* [CHALLENGE] Reproduce the records word for word, starting at the very beginning and stopping after the line that contains "[318,110,359,120]". Leave the pictures out of your answer.

※

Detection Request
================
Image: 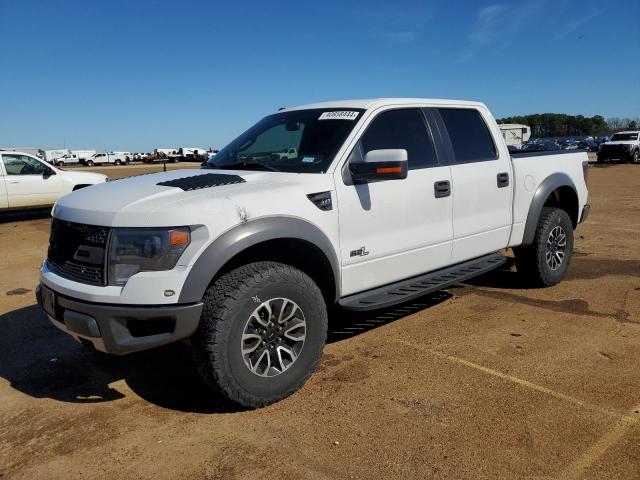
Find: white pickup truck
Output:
[37,99,589,407]
[0,151,107,211]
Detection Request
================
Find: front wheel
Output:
[515,207,573,287]
[193,262,327,408]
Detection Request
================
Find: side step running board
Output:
[338,252,507,311]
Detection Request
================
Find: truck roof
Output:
[281,98,485,111]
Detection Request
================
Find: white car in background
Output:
[81,152,130,167]
[0,151,107,211]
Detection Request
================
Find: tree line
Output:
[498,113,640,138]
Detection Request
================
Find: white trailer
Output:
[39,148,72,163]
[498,123,531,148]
[71,150,98,161]
[178,147,208,160]
[153,148,178,156]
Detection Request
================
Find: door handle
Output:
[433,180,451,198]
[498,172,509,188]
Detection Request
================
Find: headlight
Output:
[108,227,191,285]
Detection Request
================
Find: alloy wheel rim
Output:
[240,297,307,377]
[546,225,567,270]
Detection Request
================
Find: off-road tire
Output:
[192,262,327,408]
[515,207,573,287]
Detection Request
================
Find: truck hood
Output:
[53,169,333,227]
[58,170,107,185]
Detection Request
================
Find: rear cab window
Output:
[438,108,498,163]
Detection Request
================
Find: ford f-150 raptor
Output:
[37,99,589,407]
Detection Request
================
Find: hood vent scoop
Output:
[156,173,245,192]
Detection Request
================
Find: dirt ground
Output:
[0,165,640,480]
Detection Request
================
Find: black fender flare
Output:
[178,217,340,303]
[522,173,578,245]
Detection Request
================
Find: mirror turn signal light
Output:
[376,167,402,174]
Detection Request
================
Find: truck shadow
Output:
[0,207,51,223]
[0,291,452,413]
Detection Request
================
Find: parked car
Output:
[111,151,133,163]
[598,130,640,163]
[71,150,98,162]
[38,148,71,164]
[522,140,561,152]
[81,152,130,167]
[38,99,589,407]
[578,139,600,152]
[51,155,80,167]
[0,152,107,211]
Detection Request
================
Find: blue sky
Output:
[0,0,640,151]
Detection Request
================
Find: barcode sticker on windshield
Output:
[318,110,359,120]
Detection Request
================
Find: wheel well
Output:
[544,186,578,228]
[211,238,338,305]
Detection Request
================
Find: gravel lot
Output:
[0,164,640,479]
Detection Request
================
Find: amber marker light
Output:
[169,230,189,247]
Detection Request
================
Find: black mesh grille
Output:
[47,219,111,285]
[156,173,245,191]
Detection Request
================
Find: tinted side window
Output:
[438,108,498,163]
[360,109,438,169]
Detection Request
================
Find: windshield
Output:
[206,109,364,173]
[611,133,638,142]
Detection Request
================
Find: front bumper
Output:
[36,284,202,355]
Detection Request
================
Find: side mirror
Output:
[349,149,409,183]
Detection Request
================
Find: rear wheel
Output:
[515,207,573,287]
[193,262,327,408]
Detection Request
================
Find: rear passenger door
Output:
[336,108,453,295]
[437,108,513,263]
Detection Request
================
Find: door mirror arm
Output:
[349,149,408,184]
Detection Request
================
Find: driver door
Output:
[2,153,61,208]
[336,108,453,296]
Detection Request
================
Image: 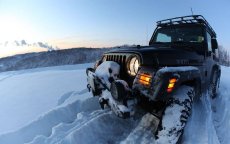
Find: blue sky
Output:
[0,0,230,51]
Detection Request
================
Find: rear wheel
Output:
[156,86,195,144]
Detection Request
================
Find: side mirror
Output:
[211,38,218,50]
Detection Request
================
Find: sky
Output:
[0,0,230,56]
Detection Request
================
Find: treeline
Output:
[218,46,230,66]
[0,48,111,72]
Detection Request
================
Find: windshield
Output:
[153,27,204,43]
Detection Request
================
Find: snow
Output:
[0,64,230,144]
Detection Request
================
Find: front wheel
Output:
[156,86,195,144]
[209,70,220,98]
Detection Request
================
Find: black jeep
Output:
[87,15,221,143]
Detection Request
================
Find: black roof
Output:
[157,15,216,37]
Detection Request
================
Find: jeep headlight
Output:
[128,56,140,76]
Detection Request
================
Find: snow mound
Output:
[0,66,230,144]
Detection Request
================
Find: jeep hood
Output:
[106,46,204,66]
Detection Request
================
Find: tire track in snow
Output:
[0,90,99,144]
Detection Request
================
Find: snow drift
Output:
[0,65,230,144]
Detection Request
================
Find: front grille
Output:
[106,54,127,78]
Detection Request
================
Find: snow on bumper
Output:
[86,61,136,118]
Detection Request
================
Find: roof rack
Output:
[157,15,216,37]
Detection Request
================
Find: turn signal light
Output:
[139,74,152,86]
[167,78,177,93]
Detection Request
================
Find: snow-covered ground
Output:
[0,64,230,144]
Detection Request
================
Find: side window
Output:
[207,32,212,51]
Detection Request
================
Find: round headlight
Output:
[128,56,140,76]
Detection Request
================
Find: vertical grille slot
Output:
[106,54,126,77]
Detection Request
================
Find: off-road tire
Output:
[155,85,195,144]
[209,70,219,99]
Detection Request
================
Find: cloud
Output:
[0,40,59,58]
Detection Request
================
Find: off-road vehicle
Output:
[86,15,221,143]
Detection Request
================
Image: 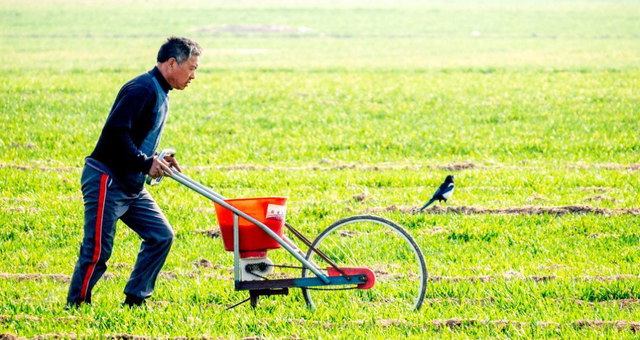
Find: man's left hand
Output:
[164,155,182,173]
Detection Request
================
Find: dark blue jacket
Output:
[86,67,171,194]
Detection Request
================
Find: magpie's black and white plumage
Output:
[419,175,453,211]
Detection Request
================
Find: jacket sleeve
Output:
[102,87,155,174]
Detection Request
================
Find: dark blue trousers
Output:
[67,165,174,303]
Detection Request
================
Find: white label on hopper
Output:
[266,204,287,221]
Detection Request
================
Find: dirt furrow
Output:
[5,161,640,172]
[376,204,640,216]
[278,318,640,333]
[0,270,640,283]
[0,318,640,340]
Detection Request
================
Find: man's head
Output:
[158,37,202,90]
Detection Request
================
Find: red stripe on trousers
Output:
[80,174,109,301]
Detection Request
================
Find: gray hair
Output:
[157,36,202,64]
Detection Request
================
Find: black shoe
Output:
[64,300,91,310]
[122,294,146,308]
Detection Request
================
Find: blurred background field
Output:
[0,0,640,339]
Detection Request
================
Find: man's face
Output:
[167,56,199,90]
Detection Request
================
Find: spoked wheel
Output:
[302,216,427,310]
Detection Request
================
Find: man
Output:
[67,37,202,306]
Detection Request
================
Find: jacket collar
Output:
[150,66,172,93]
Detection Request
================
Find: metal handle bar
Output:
[147,148,176,186]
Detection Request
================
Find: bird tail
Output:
[418,198,436,211]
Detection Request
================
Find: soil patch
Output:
[584,195,616,202]
[191,24,313,35]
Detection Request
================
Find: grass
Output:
[0,0,640,339]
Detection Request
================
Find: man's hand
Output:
[164,155,182,173]
[149,157,173,179]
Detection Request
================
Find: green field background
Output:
[0,0,640,339]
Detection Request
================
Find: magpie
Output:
[418,175,453,211]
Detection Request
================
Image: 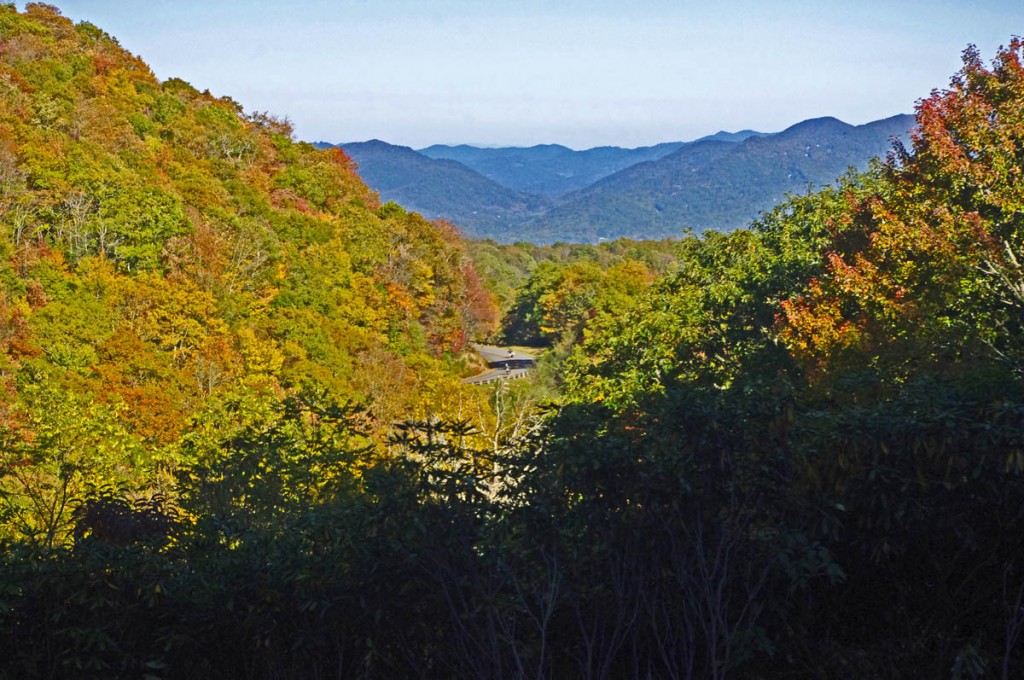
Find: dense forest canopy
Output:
[0,4,1024,679]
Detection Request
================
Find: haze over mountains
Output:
[318,115,913,243]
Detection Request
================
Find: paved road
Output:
[463,344,536,385]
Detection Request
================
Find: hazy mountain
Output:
[517,115,913,243]
[339,139,551,240]
[329,116,913,243]
[420,141,683,196]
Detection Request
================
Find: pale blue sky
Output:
[32,0,1024,148]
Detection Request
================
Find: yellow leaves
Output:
[237,328,285,376]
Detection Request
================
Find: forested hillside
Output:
[0,5,1024,680]
[0,5,494,544]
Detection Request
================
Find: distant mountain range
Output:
[317,115,913,243]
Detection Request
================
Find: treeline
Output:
[0,2,1024,679]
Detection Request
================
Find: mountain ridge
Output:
[321,114,913,243]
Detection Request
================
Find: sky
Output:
[28,0,1024,148]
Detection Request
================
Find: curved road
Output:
[463,344,536,385]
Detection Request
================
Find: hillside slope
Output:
[0,4,488,456]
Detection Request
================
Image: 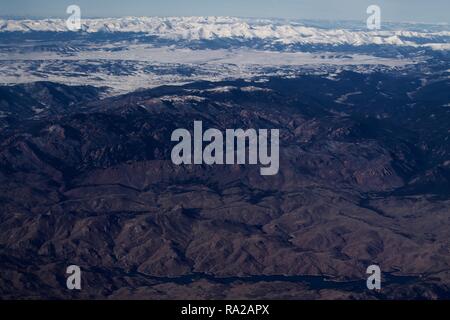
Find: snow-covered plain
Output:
[0,17,450,95]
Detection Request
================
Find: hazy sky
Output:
[0,0,450,23]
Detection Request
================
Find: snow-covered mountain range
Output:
[0,17,450,50]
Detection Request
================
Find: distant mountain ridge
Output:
[0,17,450,50]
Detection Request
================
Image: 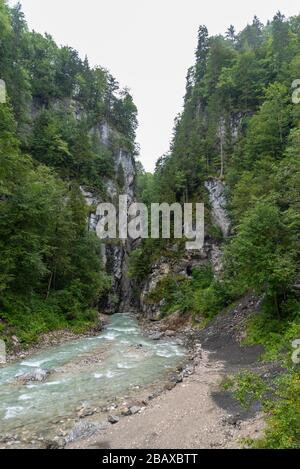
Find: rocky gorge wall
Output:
[140,178,231,320]
[81,122,136,313]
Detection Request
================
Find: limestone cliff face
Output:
[140,179,231,320]
[205,178,230,238]
[82,122,136,313]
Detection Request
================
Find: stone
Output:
[129,405,141,415]
[165,329,175,337]
[65,421,106,443]
[149,332,164,340]
[16,368,50,384]
[107,415,120,425]
[46,438,66,449]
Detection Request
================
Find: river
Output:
[0,313,185,441]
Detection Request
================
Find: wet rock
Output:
[164,381,176,391]
[65,421,106,443]
[107,415,120,425]
[221,414,240,427]
[120,407,130,416]
[77,407,97,419]
[45,438,66,449]
[129,405,141,415]
[16,368,50,384]
[149,332,164,340]
[165,330,175,337]
[182,365,195,378]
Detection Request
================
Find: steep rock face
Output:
[205,179,230,238]
[82,122,136,313]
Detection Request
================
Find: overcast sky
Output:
[10,0,300,171]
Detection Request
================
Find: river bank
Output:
[0,297,272,448]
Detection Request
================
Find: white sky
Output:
[10,0,300,171]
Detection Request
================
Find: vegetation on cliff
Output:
[0,0,137,342]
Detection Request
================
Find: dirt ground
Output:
[67,297,265,449]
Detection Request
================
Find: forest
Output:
[0,0,137,343]
[0,0,300,448]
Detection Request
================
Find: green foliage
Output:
[253,371,300,449]
[145,266,232,321]
[0,0,137,342]
[222,369,300,449]
[221,371,267,408]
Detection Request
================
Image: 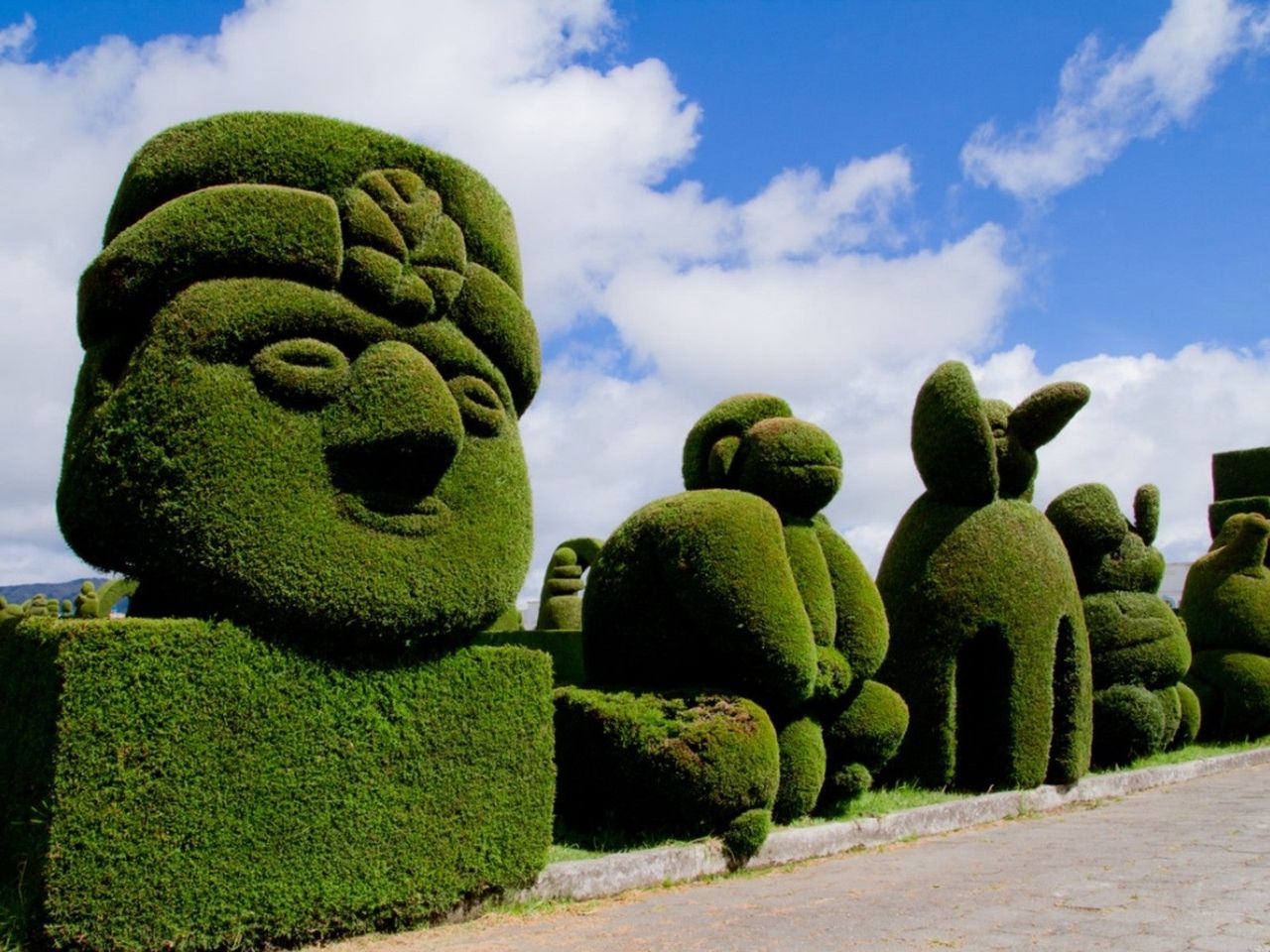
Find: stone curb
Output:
[520,747,1270,900]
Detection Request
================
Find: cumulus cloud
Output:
[0,0,1267,611]
[961,0,1270,199]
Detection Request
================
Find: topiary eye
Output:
[251,337,348,408]
[449,375,505,436]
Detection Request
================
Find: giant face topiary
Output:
[58,113,539,648]
[1045,482,1199,766]
[877,361,1091,789]
[583,394,907,820]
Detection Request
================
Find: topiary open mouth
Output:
[335,493,452,536]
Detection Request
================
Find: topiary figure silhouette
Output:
[1045,482,1199,766]
[58,113,540,650]
[1181,513,1270,740]
[572,394,908,821]
[877,361,1091,789]
[534,538,603,631]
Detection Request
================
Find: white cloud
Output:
[0,0,1267,619]
[961,0,1270,199]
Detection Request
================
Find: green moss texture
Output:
[1045,482,1198,767]
[1181,513,1270,740]
[58,113,540,653]
[877,362,1092,789]
[555,688,780,837]
[0,620,553,951]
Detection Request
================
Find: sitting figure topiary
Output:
[877,361,1091,789]
[562,394,908,842]
[1181,513,1270,740]
[0,113,554,949]
[1045,482,1201,767]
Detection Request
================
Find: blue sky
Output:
[0,0,1270,590]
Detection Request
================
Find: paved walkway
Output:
[335,765,1270,952]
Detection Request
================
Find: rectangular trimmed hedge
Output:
[0,620,554,949]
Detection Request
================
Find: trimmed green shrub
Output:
[59,113,540,653]
[1169,683,1201,750]
[722,808,772,867]
[1181,513,1270,740]
[534,538,603,631]
[0,620,553,951]
[555,688,780,837]
[772,717,826,822]
[877,361,1092,789]
[1093,684,1176,767]
[583,394,902,820]
[1045,482,1192,767]
[1212,447,1270,502]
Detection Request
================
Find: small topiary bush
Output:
[0,620,553,952]
[877,362,1091,789]
[555,688,780,837]
[1045,482,1199,767]
[1181,513,1270,740]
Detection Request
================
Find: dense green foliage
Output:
[1045,482,1199,767]
[583,394,903,820]
[0,620,553,951]
[555,688,780,837]
[534,538,602,631]
[1181,513,1270,740]
[877,362,1092,789]
[59,107,540,652]
[772,717,826,822]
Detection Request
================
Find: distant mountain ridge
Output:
[0,576,109,606]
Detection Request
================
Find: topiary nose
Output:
[323,340,463,496]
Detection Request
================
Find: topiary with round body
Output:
[877,361,1091,789]
[58,113,539,650]
[1045,482,1199,766]
[1181,513,1270,740]
[583,394,907,821]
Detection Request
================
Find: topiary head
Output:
[59,113,540,644]
[1045,482,1165,595]
[684,394,842,517]
[911,361,1089,507]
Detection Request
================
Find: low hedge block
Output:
[0,620,554,951]
[1212,447,1270,502]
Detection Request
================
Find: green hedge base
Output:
[0,620,554,951]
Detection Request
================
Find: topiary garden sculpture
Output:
[0,113,553,949]
[558,394,908,842]
[1181,513,1270,740]
[1045,482,1201,767]
[877,361,1091,789]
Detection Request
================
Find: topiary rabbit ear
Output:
[911,361,998,505]
[1133,482,1160,545]
[1010,381,1089,450]
[684,394,794,489]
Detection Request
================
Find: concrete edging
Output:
[520,747,1270,900]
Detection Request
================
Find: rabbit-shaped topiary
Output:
[877,361,1091,789]
[572,394,908,820]
[1181,513,1270,740]
[1045,482,1199,767]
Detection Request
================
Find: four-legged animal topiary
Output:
[877,362,1091,789]
[1045,482,1201,767]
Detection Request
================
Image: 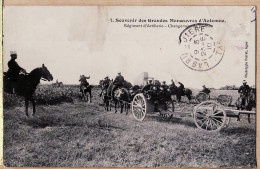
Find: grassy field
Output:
[4,88,256,168]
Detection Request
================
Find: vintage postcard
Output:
[3,6,256,168]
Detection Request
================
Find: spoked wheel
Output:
[195,92,210,103]
[193,101,227,131]
[132,93,147,121]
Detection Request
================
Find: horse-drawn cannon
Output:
[132,93,255,131]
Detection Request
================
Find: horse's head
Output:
[41,64,53,81]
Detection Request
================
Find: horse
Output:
[129,85,141,101]
[104,80,131,114]
[79,75,94,103]
[170,86,192,102]
[110,88,131,114]
[99,80,111,111]
[3,64,53,117]
[80,85,94,103]
[236,89,256,111]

※

* [TASK ANSWER]
Detection Request
================
Image: 
Find: white pickup truck
Output:
[37,99,589,407]
[0,151,107,211]
Detection Request
================
Find: front wheel
Output:
[515,207,573,287]
[193,262,327,408]
Detection Request
================
Find: side step running board
Output:
[338,252,507,311]
Detection Request
================
Find: truck roof
Output:
[281,98,485,111]
Detection Request
================
Find: white car in background
Output:
[81,152,130,167]
[0,151,107,211]
Detection Request
================
Find: tree line
Output:
[498,113,640,138]
Detection Request
================
Find: white trailer
Output:
[39,148,72,163]
[498,123,531,148]
[71,150,98,161]
[178,147,208,160]
[153,148,178,156]
Detection Request
================
Find: door handle
Output:
[433,180,451,198]
[498,172,509,188]
Detection Request
================
Find: headlight
Output:
[108,227,191,285]
Detection Request
================
Find: alloy wheel rim
Output:
[240,297,307,377]
[546,225,567,270]
Detection Request
================
Find: off-road tire
Output:
[192,262,327,408]
[515,207,573,287]
Detection Request
================
Find: truck hood
Output:
[53,169,333,227]
[58,170,107,185]
Detection Request
================
Find: rear cab window
Output:
[438,108,498,163]
Detection Request
================
Find: ford f-150 raptor
Output:
[37,99,589,407]
Detection Request
================
Find: hood vent scoop
Output:
[156,173,245,192]
Detection Request
================
Find: dirt ground
Output:
[0,165,640,480]
Detection Request
================
Find: black fender flare
Output:
[178,217,340,303]
[522,173,578,245]
Detection Request
================
Find: mirror turn signal light
Output:
[376,167,402,174]
Detection Request
================
Find: truck shadow
Output:
[0,207,51,223]
[0,291,452,413]
Detection Request
================
Find: parked car
Output:
[111,151,133,163]
[598,130,640,163]
[71,150,98,162]
[38,148,71,164]
[522,140,561,152]
[81,152,130,167]
[38,99,589,407]
[578,139,600,152]
[51,155,80,167]
[0,152,107,211]
Detection Request
================
Find: blue sky
Output:
[0,0,640,151]
Detection Request
================
Find: barcode sticker on windshield
Output:
[318,110,359,120]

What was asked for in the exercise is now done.